:: GEKOZEN FRAGMENT ::
····················

Achtergrond

Adaptables: flexibel ontwerpen van gebouwen of ze een beetje pimpen


Het Eden Project in Cornwall, Engeland

Adaptables/Chriz van de Graaf
Illustraties/Mursel Sahin

Voor de Super TU/esday van de faculteit Bouwkunde moest een woord worden verzonnen om het onderwerp van de dag in te vangen. Het werd ‘Adaptables’; aanpasbaar en flexibel bouwen. Twee van de organisatoren van de Super TU/esday geven hun visie op het onderwerp. Van een kantoor dat in een fabriek wordt gebouwd tot het pimpen van gebouw door er een plastic zak overheen te trekken.

Aanpasbaar is een term als duurzaam; het is een denkrichting, maar heeft geen specifieke kwalificaties in zich. In het geval van aanpasbaar bouwen kan het gaan over ruimtes in een gebouw die aanpasbaar zijn, het kan gaan over het proces van bouwen, over de functie van het gebouw, over de locatie, et cetera. Toch is dit brede begrip gekozen als thema van de Super TU/esday van de faculteit Bouwkunde. Want, daar is iedereen het over eens, de traditionele manier van bouwen beantwoordt niet meer aan de snel veranderende eisen van mens en samenleving. Op het TU/e-terrein zijn de voorbeelden hiervan zichtbaar. Gebouwen als het Hoofdgebouw en de W-hal voldoen niet meer. Maar moeten ze worden afgebroken? Of moeten ze volledig worden gestript en herbouwd? En zo ja, waar moeten ze aan voldoen om weer veertig jaar mee te gaan? De sleutelwoorden zijn volgens bouwers en architecten ‘flexibiliteit’ en ‘aanpasbaarheid’.

····················

:: VASTGELEGDE GEGEVENS ::
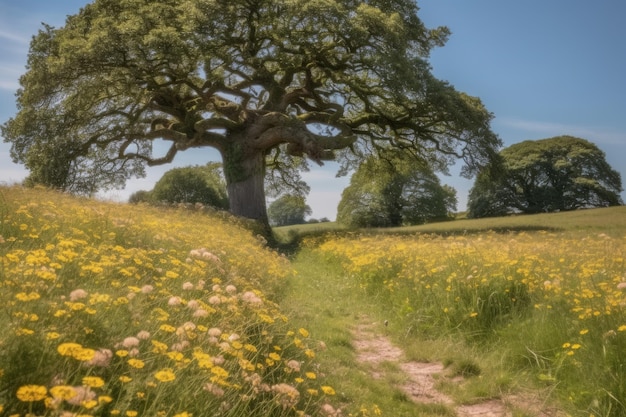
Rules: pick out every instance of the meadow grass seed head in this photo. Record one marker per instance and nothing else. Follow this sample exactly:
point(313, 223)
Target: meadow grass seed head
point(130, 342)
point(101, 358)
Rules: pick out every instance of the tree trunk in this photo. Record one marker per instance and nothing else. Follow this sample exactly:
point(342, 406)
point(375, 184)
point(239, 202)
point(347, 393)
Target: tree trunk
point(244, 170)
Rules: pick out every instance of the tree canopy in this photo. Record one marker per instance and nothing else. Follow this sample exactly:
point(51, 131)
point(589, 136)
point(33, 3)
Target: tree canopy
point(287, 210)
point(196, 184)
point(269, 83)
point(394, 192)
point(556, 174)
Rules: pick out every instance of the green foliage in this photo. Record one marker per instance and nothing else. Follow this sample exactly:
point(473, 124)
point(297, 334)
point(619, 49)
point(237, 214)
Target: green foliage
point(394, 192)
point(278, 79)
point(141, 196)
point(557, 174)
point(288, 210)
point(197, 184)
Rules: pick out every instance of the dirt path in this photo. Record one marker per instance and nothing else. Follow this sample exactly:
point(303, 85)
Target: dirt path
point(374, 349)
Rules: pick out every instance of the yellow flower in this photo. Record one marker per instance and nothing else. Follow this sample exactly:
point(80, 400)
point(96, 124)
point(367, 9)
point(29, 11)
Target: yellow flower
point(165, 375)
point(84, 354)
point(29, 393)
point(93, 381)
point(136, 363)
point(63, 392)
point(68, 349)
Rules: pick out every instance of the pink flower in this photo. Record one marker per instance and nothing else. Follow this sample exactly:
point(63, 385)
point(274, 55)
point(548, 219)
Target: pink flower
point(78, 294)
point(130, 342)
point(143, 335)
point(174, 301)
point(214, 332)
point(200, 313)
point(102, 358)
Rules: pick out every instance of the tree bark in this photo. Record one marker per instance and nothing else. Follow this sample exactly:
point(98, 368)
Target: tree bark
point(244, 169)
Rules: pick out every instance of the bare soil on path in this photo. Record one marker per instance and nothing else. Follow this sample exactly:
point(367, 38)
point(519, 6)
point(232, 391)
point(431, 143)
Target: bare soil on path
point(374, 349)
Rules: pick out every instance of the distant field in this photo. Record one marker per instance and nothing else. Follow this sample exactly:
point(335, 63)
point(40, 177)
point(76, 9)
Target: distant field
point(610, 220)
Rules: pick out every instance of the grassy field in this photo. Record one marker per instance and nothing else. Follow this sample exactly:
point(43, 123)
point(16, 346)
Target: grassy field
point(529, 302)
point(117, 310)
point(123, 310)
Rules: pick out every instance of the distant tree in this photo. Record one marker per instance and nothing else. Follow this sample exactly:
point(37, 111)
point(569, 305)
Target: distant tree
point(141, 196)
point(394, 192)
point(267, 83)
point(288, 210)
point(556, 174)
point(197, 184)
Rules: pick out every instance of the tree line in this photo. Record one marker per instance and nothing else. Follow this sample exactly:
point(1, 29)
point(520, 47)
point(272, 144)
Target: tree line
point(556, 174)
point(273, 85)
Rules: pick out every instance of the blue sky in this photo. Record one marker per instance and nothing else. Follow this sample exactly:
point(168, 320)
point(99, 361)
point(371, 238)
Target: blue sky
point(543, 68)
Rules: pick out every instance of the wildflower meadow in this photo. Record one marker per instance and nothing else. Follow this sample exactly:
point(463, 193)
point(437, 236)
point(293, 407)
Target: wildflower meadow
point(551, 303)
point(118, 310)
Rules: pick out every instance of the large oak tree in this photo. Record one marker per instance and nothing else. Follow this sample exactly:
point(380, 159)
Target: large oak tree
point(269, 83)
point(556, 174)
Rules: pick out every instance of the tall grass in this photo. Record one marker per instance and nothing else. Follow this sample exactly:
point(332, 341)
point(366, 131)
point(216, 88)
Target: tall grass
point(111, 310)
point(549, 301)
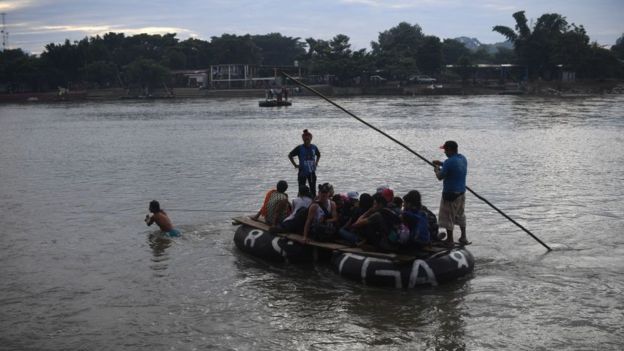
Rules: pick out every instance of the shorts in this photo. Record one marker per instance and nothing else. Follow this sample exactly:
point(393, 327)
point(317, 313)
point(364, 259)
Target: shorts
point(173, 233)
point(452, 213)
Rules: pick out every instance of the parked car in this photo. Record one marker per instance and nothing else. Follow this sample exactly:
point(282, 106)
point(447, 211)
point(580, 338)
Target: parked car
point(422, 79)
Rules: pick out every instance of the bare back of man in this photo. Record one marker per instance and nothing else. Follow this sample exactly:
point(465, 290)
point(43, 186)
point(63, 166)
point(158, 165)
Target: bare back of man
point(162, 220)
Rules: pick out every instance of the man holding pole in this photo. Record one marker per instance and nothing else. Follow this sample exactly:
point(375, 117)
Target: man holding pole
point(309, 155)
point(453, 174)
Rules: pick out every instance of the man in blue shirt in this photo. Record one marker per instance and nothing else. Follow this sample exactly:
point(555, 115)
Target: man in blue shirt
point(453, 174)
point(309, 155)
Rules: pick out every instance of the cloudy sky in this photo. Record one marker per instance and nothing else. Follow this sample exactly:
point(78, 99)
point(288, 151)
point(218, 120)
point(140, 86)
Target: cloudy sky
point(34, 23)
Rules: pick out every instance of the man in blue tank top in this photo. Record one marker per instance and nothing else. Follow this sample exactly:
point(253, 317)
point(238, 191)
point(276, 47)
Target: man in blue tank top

····················

:: DOELEN ::
**A)** Vervang in de records, beginnend bij de regel met "Rules: pick out every instance of the green" en eindigend bij de regel met "point(68, 349)", "dirt path" door "gravel path". Geef alleen die regels alsjeblieft opnieuw, verder ongewijzigd.
**B)** Schrijf de tekst over aanpasbaar bouwen verder, te beginnen na de laatste zin.
De tekst en de records staan los van elkaar.

:: ANTWOORDEN OEFENING ::
**A)**
Rules: pick out every instance of the green foliage in this photo. Record one marker per instance and nothing else. Follow this sample exactly:
point(473, 124)
point(297, 334)
point(619, 49)
point(237, 214)
Target: green foliage
point(394, 192)
point(278, 79)
point(141, 196)
point(557, 174)
point(288, 210)
point(197, 184)
Rules: pick out every instance of the gravel path in this photo. Record one marker per instance and nothing else. Follow this sample exactly:
point(303, 85)
Target: gravel path
point(374, 349)
Rules: pick out every instance of the yellow flower in this photo. Record one marker per instance and nothing else. Follow this sample exactly:
point(80, 400)
point(96, 124)
point(367, 9)
point(29, 11)
Target: yellow flower
point(165, 375)
point(84, 354)
point(29, 393)
point(93, 381)
point(136, 363)
point(63, 392)
point(68, 349)

**B)**
Ir. Arno Pronk is architect en onderzoeker aan de TU/e en hij is één van de organisatoren van het congres Adaptables2006 (waar de Super TU/esday het Nederlandstalige onderdeel van is). Hij ziet in Adaptables een toekomst waarin architecten alle vrijheid nemen om met nieuwe en bestaande gebouwen om te gaan. Pronk: “Dan kun je denken aan opblaasbare constructies, aan nieuwe huiden voor gebouwen, aan reclames op gebouwen; kameleontisch met gebouwen omgaan dus. Je kunt dan iets toevoegen zonder te hoeven slopen. Daarmee krijg je een ander uiterlijk, een ander gebruik van een gebouw en zelfs een andere bouwfysica. Dat maakt het interessant”.
Pronk trekt een vergelijking met mode. Een onderwerp waar één van zijn studenten mee bezig is geweest. “Je kunt een gevel beschouwen als een naakte huid die je met textiel aankleedt. Zo kun je een bedrijfspand met logo’s opsieren en als er een andere huurder inkomt, kun je andere logo’s aanbrengen. Daarmee geef je aanpasbaar bouwen een nieuwe impuls. Nu gaat het vaak over de plek van wanden en leidingen. Dat is natuurlijk wel belangrijk, maar het kan allemaal wat frisser en hipper.”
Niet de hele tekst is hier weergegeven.